◆ **Problem**
Word for word, set down the entries that follow.

◆ **Records for the exercise**

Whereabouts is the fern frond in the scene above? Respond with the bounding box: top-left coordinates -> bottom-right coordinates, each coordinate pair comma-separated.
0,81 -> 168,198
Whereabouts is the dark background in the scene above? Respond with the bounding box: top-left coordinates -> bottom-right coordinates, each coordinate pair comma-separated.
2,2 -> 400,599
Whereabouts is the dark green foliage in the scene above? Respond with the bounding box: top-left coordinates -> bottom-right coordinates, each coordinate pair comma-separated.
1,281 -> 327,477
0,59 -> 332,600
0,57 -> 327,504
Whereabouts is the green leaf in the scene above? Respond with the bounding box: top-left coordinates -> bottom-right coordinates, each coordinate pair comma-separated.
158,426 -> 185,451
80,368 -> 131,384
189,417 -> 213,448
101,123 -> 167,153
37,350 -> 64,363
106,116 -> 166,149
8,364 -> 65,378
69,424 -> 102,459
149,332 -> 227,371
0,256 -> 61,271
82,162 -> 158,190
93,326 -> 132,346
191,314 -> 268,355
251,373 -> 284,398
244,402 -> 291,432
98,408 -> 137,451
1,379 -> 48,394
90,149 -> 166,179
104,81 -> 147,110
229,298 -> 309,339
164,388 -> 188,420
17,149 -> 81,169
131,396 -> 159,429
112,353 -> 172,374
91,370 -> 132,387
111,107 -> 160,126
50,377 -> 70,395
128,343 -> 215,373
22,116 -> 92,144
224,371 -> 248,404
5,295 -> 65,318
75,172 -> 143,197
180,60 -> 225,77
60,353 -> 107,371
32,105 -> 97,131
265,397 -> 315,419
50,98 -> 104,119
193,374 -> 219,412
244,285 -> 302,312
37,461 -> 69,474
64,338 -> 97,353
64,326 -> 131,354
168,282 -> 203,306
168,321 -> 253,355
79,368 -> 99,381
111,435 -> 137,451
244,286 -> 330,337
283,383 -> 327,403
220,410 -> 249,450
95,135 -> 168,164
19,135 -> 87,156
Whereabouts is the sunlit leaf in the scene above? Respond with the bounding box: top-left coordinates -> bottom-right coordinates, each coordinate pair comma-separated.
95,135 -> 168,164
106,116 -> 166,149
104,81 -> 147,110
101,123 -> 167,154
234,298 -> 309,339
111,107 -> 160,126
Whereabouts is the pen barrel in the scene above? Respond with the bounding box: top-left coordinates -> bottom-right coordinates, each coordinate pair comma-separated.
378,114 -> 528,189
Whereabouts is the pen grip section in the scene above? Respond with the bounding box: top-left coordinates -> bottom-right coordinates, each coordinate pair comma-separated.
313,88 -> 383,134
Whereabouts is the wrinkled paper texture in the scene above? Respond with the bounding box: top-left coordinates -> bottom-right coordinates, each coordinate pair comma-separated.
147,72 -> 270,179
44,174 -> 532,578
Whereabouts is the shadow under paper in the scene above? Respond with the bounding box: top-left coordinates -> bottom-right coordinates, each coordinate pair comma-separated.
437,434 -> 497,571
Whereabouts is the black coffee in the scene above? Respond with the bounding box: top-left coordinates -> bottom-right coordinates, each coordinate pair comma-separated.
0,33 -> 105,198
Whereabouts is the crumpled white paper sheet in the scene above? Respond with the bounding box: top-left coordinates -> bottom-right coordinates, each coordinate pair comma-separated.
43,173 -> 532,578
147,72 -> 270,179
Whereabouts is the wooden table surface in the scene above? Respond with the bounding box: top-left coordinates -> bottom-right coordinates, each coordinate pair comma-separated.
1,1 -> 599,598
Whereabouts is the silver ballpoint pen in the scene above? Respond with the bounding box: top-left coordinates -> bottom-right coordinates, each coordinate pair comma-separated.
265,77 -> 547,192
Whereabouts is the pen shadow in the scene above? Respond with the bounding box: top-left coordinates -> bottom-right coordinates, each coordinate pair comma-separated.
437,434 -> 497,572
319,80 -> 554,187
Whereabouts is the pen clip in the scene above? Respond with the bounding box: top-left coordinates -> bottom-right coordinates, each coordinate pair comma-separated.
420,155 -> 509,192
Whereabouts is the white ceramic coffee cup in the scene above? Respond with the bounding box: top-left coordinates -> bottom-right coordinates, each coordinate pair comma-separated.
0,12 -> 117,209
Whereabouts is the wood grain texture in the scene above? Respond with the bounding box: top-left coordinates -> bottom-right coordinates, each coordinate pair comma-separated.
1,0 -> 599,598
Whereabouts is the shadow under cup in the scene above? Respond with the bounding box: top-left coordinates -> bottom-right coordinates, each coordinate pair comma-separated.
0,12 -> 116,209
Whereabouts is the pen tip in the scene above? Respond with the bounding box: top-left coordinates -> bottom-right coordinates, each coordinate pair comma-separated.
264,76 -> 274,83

◆ **Exercise answer**
Whereabouts is the fern frond in the scene above? Respond with the bounding box: top-left coordinates -> bottom-right coordinates, each coordinate pair comma-separated.
0,81 -> 168,198
Whereabouts is the dark background in the scene above? Respond with the bounding box: top-left coordinates -> bottom-right coordinates, each coordinate pair comma-separated.
2,2 -> 400,599
Whereabouts is the dark green foliage in the scene above? Respond with the bounding box: top-left coordinates -> bottom-right coordinates, each coordinate pair comma-separated.
1,281 -> 327,477
0,59 -> 332,600
0,57 -> 327,504
Whereabouts is the green leaf in the scene above? Respond with the bounding box: top-left coordinates -> bottom-right coordinates, each coordinate pair comma-separated.
158,426 -> 185,451
80,368 -> 131,384
189,417 -> 213,448
101,123 -> 167,153
37,350 -> 64,363
106,116 -> 166,149
8,364 -> 65,378
69,424 -> 102,459
149,332 -> 227,371
0,256 -> 61,271
82,162 -> 158,190
93,326 -> 132,346
191,314 -> 268,355
251,373 -> 284,398
244,402 -> 291,432
98,408 -> 137,451
1,379 -> 48,394
90,149 -> 166,179
104,81 -> 147,110
229,298 -> 309,339
164,388 -> 188,420
17,149 -> 81,169
131,396 -> 159,429
112,353 -> 172,374
91,370 -> 132,387
111,107 -> 160,126
50,377 -> 70,395
128,343 -> 215,373
22,116 -> 92,144
224,371 -> 248,404
5,295 -> 65,318
75,172 -> 143,197
180,60 -> 225,77
60,353 -> 107,371
32,105 -> 97,131
265,397 -> 315,419
50,98 -> 104,119
193,374 -> 219,412
244,285 -> 302,312
37,461 -> 69,474
64,338 -> 97,353
64,326 -> 131,354
168,282 -> 203,306
168,321 -> 253,355
79,368 -> 99,381
111,435 -> 137,451
244,286 -> 330,337
283,383 -> 327,403
220,410 -> 249,450
95,135 -> 168,164
19,135 -> 87,156
Whereabouts is the sunlit leaf in the scene above? Respond with the bounding box: top-left coordinates -> bottom-right coordinates, each coordinate pair comma-separated.
95,135 -> 168,164
106,116 -> 166,149
104,81 -> 147,110
101,123 -> 167,154
234,298 -> 309,339
111,107 -> 160,126
Whereabouts is the pen barrel in the scene above? Respond with the bounding box: top-left coordinates -> bottom-right coordinates, each coordinate pair comma-separated.
378,114 -> 528,189
Whereabouts is the pen grip section in the scene above? Respond with the bounding box: top-left coordinates -> bottom-right coordinates, each coordinate pair comma-separated.
313,88 -> 383,134
Whereabouts is the wrinkled paper texture in the scene above? Respond with the bounding box: top-left coordinates -> bottom-right coordinates, each coordinate pair comma-separated.
147,72 -> 270,179
44,174 -> 532,578
Whereabouts is the shadow under paper in the scene above? Respond with the bounding box: top-left coordinates -> bottom-right coordinates, each coordinate pair comma-separated.
437,434 -> 497,571
Whereabouts is the black coffee in the scene above? Respond with the bounding box: top-left coordinates -> bottom-right coordinates, each coordinate pair comma-separated.
0,33 -> 105,198
Whereabouts is the crumpled white paper sheet in the scene above? Respond with the bounding box: top-left coordinates -> bottom-right coordinates, each coordinate pair comma-separated.
43,173 -> 532,578
147,72 -> 270,179
Whereabouts is the wooden table surface in the scene above? Respond with the bounding box: top-left coordinates -> bottom-right coordinates, each coordinate pair comma-separated.
1,1 -> 599,598
Whereabouts is the silver ballpoint pen in the scene above? Respond with the bounding box: top-left coordinates -> bottom-right coordinates, each coordinate pair comma-separated.
265,77 -> 547,192
Whereabouts is the pen shadow in the scene above? Respond with the bounding box: top-left coordinates -> bottom-right coordinates, each coordinate pair comma-separated.
437,434 -> 497,572
319,80 -> 554,187
Whereabouts is the pen clip in the scene above? Respond with the bounding box: top-left coordinates -> bottom-right coordinates, each coordinate pair comma-separated.
420,155 -> 509,192
Whereabouts is the white ceramic coffee cup in the scene above? Respond with the bounding box: top-left coordinates -> bottom-right coordinates, each coordinate pair comma-separated.
0,12 -> 117,209
Whereabouts is the wood grain texture in the scene above? Respond with the bounding box: top-left coordinates -> bottom-right coordinates, each coordinate pair comma-separated.
1,0 -> 599,598
Whereabouts is the shadow under cup in the scene above? Respond with the bounding box: top-left coordinates -> bottom-right coordinates, each coordinate pair comma-separated.
0,12 -> 116,209
Whereabouts is the pen tip in the scene above? Respond with the bounding box: top-left coordinates -> bottom-right coordinates, each coordinate pair comma-separated.
264,76 -> 274,83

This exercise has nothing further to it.